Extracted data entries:

*-*-*

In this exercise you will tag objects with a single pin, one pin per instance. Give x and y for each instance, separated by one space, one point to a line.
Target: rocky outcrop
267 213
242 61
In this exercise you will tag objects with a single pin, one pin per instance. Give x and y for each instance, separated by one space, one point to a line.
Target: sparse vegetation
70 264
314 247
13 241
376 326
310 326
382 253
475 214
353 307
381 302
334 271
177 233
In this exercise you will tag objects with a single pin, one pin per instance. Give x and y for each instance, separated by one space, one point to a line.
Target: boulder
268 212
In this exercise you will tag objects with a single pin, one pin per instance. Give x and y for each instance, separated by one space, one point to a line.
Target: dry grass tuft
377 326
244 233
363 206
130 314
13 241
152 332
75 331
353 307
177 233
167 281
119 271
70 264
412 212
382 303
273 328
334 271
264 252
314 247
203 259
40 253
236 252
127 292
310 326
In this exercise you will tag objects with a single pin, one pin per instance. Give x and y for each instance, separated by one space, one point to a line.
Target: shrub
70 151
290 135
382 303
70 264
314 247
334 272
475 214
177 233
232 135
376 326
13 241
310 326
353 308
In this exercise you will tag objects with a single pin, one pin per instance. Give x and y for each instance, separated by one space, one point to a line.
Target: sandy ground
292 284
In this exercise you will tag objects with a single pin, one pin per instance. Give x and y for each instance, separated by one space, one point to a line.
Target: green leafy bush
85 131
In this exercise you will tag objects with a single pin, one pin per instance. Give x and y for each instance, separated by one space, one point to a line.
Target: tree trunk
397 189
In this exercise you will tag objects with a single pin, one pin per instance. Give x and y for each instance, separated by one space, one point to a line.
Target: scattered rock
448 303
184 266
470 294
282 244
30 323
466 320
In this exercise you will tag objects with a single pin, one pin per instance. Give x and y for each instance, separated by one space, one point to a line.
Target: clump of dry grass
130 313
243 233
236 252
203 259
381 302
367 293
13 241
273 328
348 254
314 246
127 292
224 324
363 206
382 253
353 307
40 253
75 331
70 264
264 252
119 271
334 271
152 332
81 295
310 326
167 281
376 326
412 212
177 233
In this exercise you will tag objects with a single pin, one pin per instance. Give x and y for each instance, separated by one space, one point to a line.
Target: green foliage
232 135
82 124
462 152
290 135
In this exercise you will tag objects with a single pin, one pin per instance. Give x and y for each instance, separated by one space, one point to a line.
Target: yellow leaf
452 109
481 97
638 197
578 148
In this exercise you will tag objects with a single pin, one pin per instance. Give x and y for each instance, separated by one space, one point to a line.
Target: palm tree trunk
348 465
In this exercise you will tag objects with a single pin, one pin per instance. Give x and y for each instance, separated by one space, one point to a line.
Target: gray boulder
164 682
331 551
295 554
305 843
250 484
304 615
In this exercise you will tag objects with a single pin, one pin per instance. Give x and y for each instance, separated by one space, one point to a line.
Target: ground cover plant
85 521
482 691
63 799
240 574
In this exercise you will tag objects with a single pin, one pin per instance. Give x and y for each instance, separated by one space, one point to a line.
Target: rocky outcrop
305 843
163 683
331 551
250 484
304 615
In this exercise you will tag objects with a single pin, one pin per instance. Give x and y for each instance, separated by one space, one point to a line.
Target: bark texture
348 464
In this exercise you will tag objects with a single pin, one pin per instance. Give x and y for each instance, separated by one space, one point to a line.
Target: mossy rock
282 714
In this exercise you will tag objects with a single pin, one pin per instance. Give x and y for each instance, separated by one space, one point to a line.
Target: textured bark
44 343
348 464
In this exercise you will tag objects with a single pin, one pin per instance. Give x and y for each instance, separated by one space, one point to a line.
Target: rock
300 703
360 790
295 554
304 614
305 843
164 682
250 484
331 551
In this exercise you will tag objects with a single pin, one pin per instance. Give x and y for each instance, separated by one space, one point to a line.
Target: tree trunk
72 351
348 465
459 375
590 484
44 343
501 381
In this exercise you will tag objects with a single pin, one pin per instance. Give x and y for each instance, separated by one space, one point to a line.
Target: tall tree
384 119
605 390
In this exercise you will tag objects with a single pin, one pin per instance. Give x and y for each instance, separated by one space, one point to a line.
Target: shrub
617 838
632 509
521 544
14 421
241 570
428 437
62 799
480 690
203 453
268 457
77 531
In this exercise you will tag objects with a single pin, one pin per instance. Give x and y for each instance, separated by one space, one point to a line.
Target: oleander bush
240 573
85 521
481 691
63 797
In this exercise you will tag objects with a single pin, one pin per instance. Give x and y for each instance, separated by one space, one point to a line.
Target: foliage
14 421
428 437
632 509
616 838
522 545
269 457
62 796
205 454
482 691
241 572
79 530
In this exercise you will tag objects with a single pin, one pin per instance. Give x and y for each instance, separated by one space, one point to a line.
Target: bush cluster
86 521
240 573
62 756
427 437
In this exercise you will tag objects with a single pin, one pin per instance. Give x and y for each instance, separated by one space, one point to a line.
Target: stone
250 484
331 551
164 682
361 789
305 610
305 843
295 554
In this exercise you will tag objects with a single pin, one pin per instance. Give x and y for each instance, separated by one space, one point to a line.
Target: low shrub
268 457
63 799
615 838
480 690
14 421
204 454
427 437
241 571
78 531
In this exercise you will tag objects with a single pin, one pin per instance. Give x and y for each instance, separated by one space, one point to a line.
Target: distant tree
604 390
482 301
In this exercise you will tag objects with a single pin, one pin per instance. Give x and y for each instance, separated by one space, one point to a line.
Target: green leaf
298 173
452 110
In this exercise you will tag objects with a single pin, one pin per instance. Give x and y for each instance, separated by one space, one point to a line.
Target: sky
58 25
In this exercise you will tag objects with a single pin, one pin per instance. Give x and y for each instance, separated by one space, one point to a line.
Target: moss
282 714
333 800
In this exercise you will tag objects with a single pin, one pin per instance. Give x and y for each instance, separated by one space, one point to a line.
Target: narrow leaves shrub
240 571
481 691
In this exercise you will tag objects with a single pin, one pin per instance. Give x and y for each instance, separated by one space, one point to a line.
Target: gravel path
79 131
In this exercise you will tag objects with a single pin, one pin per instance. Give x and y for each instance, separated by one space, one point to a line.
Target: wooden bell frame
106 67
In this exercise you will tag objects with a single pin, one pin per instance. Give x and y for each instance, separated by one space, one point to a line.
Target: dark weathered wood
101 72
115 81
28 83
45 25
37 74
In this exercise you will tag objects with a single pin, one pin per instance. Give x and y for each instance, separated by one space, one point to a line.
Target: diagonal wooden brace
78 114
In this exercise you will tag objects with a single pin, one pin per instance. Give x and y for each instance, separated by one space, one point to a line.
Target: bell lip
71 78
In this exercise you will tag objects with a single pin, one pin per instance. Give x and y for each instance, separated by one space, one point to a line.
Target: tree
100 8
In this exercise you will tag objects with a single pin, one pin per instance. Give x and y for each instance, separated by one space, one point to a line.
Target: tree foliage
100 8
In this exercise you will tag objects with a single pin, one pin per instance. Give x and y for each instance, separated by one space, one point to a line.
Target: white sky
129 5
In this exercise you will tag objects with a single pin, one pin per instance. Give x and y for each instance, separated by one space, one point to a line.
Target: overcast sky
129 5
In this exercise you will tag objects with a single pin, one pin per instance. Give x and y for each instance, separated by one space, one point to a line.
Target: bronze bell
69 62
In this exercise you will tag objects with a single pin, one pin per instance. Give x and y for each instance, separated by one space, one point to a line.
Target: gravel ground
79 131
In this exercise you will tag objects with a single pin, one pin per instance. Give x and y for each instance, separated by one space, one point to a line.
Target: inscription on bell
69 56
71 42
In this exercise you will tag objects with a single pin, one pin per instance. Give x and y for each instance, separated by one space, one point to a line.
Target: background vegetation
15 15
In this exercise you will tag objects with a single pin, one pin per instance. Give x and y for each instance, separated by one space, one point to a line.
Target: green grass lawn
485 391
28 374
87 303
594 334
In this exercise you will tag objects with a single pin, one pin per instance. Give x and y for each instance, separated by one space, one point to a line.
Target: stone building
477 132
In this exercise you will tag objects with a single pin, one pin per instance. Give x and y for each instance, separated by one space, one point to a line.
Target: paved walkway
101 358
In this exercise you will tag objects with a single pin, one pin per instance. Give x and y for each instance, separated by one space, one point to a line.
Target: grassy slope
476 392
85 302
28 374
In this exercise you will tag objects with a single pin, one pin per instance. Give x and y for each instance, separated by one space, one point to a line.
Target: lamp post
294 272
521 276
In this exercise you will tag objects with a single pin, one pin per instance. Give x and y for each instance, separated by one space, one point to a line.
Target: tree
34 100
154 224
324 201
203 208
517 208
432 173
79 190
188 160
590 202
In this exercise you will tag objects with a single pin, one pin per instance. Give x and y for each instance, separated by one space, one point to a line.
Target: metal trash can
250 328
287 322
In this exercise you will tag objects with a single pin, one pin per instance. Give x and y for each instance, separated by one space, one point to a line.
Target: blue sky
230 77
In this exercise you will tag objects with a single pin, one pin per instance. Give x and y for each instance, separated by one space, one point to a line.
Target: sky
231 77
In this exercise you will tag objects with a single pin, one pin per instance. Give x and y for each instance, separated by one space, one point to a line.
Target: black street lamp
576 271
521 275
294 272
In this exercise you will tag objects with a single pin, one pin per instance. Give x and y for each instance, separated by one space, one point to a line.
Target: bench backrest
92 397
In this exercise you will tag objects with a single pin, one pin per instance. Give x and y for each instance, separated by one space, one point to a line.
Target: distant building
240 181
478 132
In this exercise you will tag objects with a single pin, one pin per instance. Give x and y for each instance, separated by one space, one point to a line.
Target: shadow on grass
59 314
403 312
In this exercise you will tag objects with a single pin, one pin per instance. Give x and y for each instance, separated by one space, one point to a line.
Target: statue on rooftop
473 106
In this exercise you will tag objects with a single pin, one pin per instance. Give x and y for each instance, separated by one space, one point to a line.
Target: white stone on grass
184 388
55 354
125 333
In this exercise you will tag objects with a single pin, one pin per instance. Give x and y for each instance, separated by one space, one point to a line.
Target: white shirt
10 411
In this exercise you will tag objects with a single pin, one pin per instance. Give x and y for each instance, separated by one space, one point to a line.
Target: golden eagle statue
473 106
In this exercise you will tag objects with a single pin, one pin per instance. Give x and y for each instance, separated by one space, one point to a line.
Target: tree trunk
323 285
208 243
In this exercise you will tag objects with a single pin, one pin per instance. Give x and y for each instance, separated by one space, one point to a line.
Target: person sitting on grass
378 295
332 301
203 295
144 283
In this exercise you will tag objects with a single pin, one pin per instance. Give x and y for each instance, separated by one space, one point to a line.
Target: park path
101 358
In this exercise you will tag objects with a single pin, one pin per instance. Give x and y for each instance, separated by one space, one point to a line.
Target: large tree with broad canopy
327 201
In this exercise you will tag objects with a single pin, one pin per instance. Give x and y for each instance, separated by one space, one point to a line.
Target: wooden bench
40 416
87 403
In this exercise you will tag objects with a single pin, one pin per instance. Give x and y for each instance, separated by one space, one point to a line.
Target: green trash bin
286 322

*-*-*

• AIM OF THE TASK: Please write out only the lines from the one containing "Target: statue on rooftop" to the end of the records above, exactly, both ends included.

• ANSWER TO THE EXERCISE:
Target: statue on rooftop
473 106
In this exercise you will tag objects with a single pin, one pin per instance. Give x and y for each instance, separated by one space, one point to a line.
Target: white stone on grass
184 388
55 354
125 333
In this exercise you will tag objects with a single pin, one pin per instance. Give x and y for each instance, separated by one space, one point to a line.
Target: white shirt
10 411
In this exercise you will tag objects with a single pin, one pin per instance. Give x and y for each instance, separated by one space, one point to a line.
Target: golden eagle statue
473 106
In this exercise you will tag objects with a single pin, one pin per instance. Give x and y for each instance, separated by one space, one point to a line.
Target: tree trunk
323 285
208 243
In this exercise you will tag objects with a single pin, one pin per instance. Give x and y for each instance, separated by one space, one point to a line.
Target: person sitting on grass
378 295
332 301
203 295
144 283
In this exercise you will tag objects with a single pin, one pin per instance. Give x and y for each instance, separated by one space, one point to a line.
Target: park path
101 358
In this exercise you will tag objects with a single pin, one pin per instance. Give x and y for each instance, separated by one space, one point to a line.
Target: large tree with broad canopy
327 201
In this exercise you will tag objects with a single pin, one pin per instance. Give x and y for each instance, separated by one space, one point to a line.
Target: wooden bench
40 416
87 403
In this exercise you will tag objects with a single pin, one pin per instance. Give x and y for each instance, separated by one space, one point to a line.
Target: green trash bin
286 322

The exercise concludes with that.